------ VORLIEGENDER TEXT ------

Könnte die Idee des urbanen Selbstbaus auch in Modellen des sozialen Wohnbaus oder gemeinnütziger Wohnbaugenossenschaften Einkehr finden? Dass sich Baugruppen und Selbstbaukooperativen gerade jetzt einer gesteigerten neuen Popularität erfreuen, beruht einerseits auf einem Mangel an passenden Angeboten, aber vor allem auf dem Bedürfnis, Wünsche und Vorstellungen vorab im Rahmen einer Gemeinschaft formulieren und abstimmen zu können und so potenzielle Konflikte abzuwenden. Dies erhöht die Wohnzufriedenheit, verringert die Fluktuation von Mietern und sorgt für einen höheren Ausnutzungsgrad der städtebaulichen Gesamtmasse. Aber auch in Österreich spielt die Kostenfrage eine immer größere Rolle. Schließlich gibt es auch hier nicht wenige Haushalte, die sich die derzeit übliche Neubaumiete einer geförderten Wohnung schlichtweg nicht leisten können. Auch sie gehören zu einer inklusiven Stadt. Könnte sich die Gesellschaft die DIY-Arbeitsleis­tungen marginalisierter Gruppen, als eine Art Sozialkapital, zunutze machen, käme auch ihnen eine Form von Wertschätzung entgegen. Dabei handelt es sich eigentlich um keine neue Idee. Jeder zweite Einfamilienhausbauer bedient sich dieser soziotechnischen Kulturleistung, indem er durch Einsatz seiner DIY-Fähigkeiten (und der seiner Freunde) Geld spart und seine Arbeitsleistung gleichzeitig in Wert umwandelt. Der Schritt, diese Fähigkeiten nun auch an großvolumigen Geschoßbauten im urbanen Raum auszutesten, liegt auf der Hand. Die Forschungsgruppe an der TU Wien will dafür geeignete bautechnische Lösungen aufzeigen.

------ ANGEZEIGTE DATEN ------

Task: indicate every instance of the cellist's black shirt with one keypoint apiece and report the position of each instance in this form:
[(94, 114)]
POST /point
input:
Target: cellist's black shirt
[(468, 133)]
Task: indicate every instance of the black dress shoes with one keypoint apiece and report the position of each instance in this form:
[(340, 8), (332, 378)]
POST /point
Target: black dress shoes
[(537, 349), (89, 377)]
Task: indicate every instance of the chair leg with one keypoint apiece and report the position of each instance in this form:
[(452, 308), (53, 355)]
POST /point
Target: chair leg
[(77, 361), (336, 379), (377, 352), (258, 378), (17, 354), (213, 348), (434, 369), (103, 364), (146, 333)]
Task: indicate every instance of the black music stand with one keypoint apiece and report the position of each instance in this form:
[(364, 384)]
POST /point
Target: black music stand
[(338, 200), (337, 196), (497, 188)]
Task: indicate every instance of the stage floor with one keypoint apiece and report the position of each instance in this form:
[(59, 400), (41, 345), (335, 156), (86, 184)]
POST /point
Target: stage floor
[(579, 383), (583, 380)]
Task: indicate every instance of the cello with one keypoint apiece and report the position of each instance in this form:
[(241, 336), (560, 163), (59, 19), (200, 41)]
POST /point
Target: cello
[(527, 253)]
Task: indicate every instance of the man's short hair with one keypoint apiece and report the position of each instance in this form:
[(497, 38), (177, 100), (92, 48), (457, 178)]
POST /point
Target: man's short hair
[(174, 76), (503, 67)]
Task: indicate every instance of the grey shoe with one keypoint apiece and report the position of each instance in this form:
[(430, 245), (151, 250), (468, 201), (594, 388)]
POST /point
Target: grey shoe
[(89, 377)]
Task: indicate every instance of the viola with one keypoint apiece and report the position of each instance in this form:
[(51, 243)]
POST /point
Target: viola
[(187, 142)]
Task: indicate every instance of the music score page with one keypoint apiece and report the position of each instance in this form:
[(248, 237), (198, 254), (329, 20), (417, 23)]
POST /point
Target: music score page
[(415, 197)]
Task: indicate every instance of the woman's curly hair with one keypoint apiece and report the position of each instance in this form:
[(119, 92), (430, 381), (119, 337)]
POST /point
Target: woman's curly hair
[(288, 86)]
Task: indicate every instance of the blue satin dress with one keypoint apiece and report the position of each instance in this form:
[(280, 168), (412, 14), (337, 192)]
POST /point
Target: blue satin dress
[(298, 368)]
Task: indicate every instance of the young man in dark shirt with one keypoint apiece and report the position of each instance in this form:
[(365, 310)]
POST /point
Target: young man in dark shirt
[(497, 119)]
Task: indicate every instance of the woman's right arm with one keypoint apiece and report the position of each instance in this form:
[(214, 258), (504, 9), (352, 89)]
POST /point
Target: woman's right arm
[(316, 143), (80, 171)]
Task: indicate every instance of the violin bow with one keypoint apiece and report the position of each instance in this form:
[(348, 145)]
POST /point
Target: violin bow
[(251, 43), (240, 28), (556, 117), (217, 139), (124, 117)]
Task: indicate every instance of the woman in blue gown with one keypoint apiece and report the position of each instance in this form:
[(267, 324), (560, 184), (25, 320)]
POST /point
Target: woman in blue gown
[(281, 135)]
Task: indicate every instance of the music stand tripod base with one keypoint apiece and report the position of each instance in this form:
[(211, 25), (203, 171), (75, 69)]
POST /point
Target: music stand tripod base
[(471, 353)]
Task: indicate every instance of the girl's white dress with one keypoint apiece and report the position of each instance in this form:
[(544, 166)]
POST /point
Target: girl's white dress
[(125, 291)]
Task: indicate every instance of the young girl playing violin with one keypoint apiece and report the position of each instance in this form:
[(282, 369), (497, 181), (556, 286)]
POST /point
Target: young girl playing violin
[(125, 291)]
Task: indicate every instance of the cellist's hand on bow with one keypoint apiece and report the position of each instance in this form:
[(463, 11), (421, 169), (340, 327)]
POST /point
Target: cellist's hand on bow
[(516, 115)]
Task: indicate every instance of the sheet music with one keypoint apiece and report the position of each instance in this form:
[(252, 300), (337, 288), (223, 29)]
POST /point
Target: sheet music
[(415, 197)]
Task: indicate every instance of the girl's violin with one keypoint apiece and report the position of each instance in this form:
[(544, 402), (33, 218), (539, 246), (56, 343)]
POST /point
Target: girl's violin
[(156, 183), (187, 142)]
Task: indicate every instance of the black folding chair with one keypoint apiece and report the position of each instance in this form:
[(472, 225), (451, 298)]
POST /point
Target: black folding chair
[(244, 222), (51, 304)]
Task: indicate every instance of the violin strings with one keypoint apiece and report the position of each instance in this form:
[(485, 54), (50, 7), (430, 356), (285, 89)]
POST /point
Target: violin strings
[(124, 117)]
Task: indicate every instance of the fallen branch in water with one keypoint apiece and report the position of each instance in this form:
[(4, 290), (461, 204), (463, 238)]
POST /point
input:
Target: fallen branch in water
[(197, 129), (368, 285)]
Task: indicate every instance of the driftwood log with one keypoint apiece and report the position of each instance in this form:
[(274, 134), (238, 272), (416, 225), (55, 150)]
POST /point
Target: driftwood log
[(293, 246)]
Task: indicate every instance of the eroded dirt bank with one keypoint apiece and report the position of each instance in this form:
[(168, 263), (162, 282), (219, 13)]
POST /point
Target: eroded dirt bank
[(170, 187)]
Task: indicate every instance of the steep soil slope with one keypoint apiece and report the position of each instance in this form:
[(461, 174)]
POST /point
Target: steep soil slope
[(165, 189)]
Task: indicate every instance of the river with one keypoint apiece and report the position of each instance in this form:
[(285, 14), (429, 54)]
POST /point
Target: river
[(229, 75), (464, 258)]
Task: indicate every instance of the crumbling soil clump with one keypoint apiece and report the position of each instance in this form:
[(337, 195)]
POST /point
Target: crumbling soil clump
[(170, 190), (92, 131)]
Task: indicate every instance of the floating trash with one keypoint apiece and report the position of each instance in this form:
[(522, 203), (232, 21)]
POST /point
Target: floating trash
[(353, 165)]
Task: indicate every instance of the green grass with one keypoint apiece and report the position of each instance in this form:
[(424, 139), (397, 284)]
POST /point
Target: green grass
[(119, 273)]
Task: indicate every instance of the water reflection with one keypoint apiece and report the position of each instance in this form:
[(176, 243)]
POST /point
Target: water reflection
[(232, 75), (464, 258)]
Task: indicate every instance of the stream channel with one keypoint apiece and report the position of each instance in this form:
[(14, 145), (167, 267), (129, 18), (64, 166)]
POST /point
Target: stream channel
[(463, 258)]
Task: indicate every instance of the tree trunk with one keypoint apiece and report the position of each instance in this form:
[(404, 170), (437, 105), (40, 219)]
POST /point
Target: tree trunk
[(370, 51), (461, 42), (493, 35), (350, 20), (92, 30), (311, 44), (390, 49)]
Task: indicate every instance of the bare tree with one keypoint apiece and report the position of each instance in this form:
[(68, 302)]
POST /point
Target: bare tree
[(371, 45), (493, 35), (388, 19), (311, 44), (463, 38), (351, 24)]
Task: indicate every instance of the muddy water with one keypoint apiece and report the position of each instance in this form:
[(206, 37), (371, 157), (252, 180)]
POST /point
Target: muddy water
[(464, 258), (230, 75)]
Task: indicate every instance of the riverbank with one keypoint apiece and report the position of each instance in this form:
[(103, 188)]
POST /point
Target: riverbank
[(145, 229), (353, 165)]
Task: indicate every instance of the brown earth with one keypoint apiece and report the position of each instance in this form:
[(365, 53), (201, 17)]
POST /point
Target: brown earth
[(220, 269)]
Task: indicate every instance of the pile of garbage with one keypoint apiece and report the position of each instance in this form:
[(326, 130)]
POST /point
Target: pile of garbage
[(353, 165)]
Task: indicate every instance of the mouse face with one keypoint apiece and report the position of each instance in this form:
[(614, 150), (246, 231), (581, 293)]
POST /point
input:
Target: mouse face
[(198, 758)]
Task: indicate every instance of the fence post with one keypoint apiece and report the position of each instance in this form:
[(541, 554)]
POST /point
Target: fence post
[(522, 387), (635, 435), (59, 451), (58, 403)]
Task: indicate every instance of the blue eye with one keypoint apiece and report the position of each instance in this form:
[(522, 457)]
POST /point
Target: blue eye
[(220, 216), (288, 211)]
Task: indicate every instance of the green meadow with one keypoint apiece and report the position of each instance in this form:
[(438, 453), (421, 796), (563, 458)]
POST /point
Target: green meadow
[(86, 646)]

------

▶ _ZU BEARBEITEN_
A – Wer will laut dem Text über urbanen Selbstbau geeignete bautechnische Lösungen aufzeigen?
B – Erläutern Sie anhand des Textes über urbanen Selbstbau, weshalb Baugruppen und Selbstbaukooperativen gerade jetzt neue Beliebtheit gewinnen.
C – Fahren Sie mit dem Text über urbanen Selbstbau im Anschluss an seinen letzten Satz fort.
Das Material wird hier nicht gebraucht.

▶ _ANTWORTEN JE AUFGABE_
A – Die Forschungsgruppe an der TU Wien.

B – Das liegt einerseits an einem Mangel an passenden Angeboten. Vor allem aber wollen die Menschen ihre Wünsche und Vorstellungen vorab in einer Gemeinschaft formulieren und abstimmen, um so mögliche Konflikte abzuwenden.

C –
Ausblick

Was würde eine DIY-Revolution für die Bauindustrie bedeuten? Der griechisch-australische Architekturtheoretiker Nikos ­Salingaros ist der Ansicht, dass Bauunternehmen vor allem dadurch Ansehen gewinnen würden, wenn sie vermehrt mit den Nutzern ihrer „Produkte“ kommunizieren, anstatt selbst etwas in die Landschaft zu setzen, das hinterher von wenigen wirklich gemocht oder gepflegt wird. Besondere Beliebtheit unter ­„Machern“ kann dadurch erreicht werden, wenn zudem Maker Laws berücksichtigt werden. „If you‘re not able to open and replace the batteries in your iPod or replace the fuel-sender switch on your Chevy truck, you don‘t own it.“ Klar ist jedenfalls: „The future is not some place we are going to, but one we are creating“ (Peter Ellyard), und daran sollten alle teilnehmen können.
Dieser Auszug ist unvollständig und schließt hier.